[Records of labeled boxes]
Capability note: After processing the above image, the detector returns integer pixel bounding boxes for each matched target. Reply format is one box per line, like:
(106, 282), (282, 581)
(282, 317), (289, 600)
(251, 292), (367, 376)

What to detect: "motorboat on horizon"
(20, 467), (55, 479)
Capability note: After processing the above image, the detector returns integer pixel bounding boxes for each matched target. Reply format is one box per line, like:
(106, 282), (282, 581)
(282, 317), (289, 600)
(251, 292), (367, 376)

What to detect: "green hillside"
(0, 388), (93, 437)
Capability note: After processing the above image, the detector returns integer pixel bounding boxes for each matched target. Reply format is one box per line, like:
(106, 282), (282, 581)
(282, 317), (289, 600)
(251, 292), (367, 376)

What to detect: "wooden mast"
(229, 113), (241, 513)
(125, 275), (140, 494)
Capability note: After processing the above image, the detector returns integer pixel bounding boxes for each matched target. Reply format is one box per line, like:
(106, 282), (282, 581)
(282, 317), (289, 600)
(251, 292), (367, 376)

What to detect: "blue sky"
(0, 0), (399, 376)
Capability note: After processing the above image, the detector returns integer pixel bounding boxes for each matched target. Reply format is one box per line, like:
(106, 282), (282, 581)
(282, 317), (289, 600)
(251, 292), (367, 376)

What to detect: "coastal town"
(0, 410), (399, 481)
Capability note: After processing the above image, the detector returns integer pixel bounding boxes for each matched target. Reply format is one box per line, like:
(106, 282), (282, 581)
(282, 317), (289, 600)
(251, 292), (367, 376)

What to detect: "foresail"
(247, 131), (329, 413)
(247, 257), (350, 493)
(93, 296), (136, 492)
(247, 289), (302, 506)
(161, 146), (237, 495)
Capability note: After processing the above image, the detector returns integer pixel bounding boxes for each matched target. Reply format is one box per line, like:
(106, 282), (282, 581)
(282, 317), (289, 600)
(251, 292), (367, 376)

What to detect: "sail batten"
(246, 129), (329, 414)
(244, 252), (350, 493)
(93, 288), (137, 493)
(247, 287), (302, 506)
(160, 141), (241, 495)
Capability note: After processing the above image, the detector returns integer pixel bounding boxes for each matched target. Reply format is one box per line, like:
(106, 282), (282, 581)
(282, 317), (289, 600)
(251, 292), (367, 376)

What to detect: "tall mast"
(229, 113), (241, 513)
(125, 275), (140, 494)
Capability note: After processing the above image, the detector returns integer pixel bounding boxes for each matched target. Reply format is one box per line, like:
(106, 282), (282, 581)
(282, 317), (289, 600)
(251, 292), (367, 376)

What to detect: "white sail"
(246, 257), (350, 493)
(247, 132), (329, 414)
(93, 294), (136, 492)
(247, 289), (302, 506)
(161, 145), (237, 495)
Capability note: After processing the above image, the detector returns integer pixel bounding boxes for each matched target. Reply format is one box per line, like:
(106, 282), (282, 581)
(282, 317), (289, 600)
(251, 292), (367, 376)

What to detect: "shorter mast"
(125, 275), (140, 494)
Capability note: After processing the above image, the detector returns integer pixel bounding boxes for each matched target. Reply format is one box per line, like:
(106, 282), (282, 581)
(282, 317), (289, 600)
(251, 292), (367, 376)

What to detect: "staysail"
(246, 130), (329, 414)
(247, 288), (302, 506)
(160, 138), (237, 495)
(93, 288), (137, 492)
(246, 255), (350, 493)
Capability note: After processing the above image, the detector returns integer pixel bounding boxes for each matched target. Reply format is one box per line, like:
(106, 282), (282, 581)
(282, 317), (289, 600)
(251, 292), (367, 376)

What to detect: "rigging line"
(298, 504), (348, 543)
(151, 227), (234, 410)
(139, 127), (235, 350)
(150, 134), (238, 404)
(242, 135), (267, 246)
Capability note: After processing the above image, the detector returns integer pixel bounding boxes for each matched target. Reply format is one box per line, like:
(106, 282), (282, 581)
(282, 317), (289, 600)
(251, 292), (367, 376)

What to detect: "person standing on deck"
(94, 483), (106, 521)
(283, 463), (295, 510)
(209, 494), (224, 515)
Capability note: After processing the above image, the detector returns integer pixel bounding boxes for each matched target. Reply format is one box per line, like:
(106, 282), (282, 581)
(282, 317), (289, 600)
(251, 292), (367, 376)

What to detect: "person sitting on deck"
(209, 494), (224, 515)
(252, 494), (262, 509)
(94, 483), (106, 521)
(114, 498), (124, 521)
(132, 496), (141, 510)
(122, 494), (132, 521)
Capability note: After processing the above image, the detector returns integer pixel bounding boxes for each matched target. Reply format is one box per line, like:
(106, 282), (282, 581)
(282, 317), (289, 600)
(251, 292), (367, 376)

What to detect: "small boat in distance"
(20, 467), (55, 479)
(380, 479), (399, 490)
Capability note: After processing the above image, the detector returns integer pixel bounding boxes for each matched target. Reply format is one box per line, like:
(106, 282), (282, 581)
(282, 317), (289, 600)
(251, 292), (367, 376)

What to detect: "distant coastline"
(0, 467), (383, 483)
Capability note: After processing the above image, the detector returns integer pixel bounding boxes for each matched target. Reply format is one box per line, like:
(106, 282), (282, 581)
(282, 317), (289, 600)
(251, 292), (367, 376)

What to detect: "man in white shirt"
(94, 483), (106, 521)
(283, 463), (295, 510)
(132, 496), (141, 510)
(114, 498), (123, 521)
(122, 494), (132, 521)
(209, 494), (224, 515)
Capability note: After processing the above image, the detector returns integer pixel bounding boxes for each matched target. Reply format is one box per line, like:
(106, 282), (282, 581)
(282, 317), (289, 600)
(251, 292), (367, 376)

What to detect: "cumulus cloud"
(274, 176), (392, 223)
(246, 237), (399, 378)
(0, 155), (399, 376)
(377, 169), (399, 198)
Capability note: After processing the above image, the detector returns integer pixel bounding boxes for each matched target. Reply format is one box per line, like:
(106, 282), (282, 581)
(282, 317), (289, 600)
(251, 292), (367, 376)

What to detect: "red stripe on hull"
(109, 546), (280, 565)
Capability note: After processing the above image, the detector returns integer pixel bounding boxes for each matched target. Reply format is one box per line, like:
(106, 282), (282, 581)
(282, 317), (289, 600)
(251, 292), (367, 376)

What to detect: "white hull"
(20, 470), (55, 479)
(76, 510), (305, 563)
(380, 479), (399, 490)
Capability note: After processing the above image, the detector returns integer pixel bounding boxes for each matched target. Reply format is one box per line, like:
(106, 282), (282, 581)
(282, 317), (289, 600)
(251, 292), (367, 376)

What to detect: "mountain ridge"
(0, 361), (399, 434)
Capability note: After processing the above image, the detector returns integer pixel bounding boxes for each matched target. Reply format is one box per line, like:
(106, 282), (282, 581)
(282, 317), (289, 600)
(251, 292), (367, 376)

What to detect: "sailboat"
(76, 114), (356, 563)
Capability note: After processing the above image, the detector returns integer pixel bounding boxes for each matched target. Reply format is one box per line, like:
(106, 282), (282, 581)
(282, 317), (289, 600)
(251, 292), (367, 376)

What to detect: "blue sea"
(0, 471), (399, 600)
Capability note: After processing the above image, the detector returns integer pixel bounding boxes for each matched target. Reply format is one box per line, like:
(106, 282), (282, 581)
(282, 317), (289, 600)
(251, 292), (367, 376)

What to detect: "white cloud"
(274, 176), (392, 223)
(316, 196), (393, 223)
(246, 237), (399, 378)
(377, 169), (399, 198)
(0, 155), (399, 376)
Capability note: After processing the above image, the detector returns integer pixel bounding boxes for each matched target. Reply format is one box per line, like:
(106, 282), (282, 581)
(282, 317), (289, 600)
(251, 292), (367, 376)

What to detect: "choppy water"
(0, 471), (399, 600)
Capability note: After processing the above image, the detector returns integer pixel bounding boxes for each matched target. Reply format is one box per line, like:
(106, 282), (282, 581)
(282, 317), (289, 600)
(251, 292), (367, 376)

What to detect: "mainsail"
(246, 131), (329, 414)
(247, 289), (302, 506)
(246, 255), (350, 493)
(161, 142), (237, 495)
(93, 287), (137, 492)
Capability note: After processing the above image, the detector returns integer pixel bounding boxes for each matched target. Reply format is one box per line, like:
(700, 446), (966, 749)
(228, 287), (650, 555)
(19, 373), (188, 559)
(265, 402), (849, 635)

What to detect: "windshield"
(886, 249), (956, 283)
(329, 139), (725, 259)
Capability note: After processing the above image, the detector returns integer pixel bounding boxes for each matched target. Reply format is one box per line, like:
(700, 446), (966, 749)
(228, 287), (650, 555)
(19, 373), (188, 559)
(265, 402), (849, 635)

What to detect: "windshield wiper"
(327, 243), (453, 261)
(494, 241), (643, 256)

Required work: Starting at the beginning of the rows and ending at the line that contains "(0, 388), (93, 437)", write those lines out again, renaming every "detector" to "locator" and leaving everything else unchanged.

Right answer:
Capability note: After processing the above image, the locator returns integer pixel bounding boxes for each matched target. Reply format is one box per line, like:
(106, 282), (282, 581)
(282, 317), (289, 600)
(251, 292), (367, 376)

What to detect: "motorboat on horizon"
(20, 467), (55, 479)
Capability note: After processing the above image, the locator returns integer pixel bounding boxes for each matched target. Reply format is one box per line, like:
(106, 282), (282, 581)
(282, 317), (289, 600)
(251, 292), (367, 376)

What to detect: "green hillside"
(0, 388), (93, 437)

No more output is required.